### Material for this exercise ###
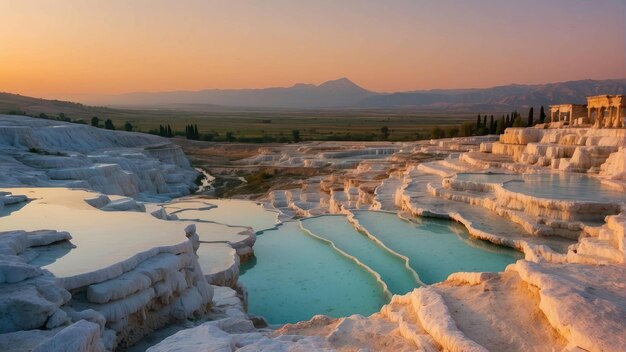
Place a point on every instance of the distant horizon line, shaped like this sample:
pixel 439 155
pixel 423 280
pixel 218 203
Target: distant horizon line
pixel 50 96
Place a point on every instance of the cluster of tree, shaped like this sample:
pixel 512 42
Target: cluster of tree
pixel 513 119
pixel 191 132
pixel 165 131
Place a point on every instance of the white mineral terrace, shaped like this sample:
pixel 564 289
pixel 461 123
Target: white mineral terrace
pixel 108 272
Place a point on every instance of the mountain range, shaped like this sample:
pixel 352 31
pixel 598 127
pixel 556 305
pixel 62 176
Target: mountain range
pixel 343 93
pixel 337 94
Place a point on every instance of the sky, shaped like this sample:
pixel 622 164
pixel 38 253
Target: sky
pixel 66 48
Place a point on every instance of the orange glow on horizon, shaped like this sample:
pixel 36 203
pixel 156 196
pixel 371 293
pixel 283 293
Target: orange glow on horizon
pixel 58 49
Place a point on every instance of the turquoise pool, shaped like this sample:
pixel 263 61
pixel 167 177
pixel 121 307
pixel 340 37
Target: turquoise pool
pixel 436 248
pixel 296 276
pixel 298 273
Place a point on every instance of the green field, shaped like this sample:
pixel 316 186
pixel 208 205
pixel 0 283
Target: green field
pixel 248 124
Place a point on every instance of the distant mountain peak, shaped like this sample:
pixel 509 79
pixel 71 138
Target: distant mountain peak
pixel 341 83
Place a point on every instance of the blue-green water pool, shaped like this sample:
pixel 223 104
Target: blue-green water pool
pixel 297 274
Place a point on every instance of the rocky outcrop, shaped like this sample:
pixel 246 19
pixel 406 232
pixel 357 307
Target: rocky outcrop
pixel 38 152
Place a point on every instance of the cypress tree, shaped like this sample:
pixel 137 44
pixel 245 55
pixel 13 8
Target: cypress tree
pixel 500 127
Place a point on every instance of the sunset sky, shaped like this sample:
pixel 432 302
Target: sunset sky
pixel 64 48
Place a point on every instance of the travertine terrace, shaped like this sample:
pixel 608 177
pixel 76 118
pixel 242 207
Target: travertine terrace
pixel 568 293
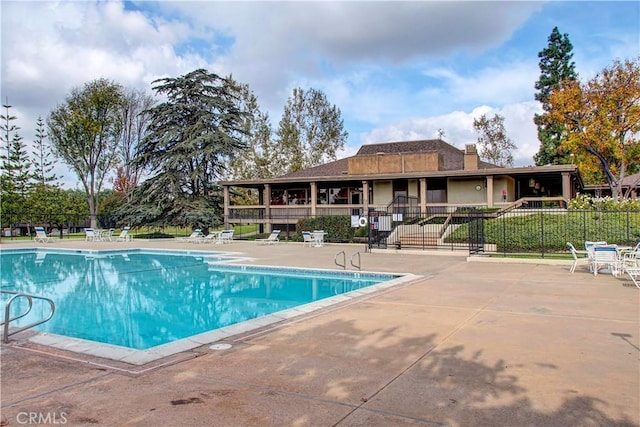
###
Your copy must start at the line that holds "Target: green field" and end at the last line of the data, both included; it must contain no pictures.

**Response to this task**
Target: green field
pixel 248 124
Place a point on every instance of the distant mountain peak, shaped like this sample:
pixel 509 79
pixel 71 138
Target: distant mountain peak
pixel 341 83
Place a point on every instance of the blue-green water pool, shaped like this sample:
pixel 223 104
Target: blue-green water pool
pixel 297 274
Place a point on every instance of the rocky outcrop, shaped like this sample:
pixel 246 19
pixel 406 232
pixel 357 307
Target: rocky outcrop
pixel 38 152
Place a point on every instance of the cypress tree, shaped like this sample:
pixel 137 44
pixel 245 55
pixel 13 8
Target: cypress tree
pixel 500 127
Place a point on every instance of the sunset sky, shaped like this sample:
pixel 432 302
Target: sunset sky
pixel 64 48
Place a point on every instance of the travertine terrace, shaped like this sample:
pixel 608 177
pixel 76 118
pixel 242 207
Target: travertine terrace
pixel 568 293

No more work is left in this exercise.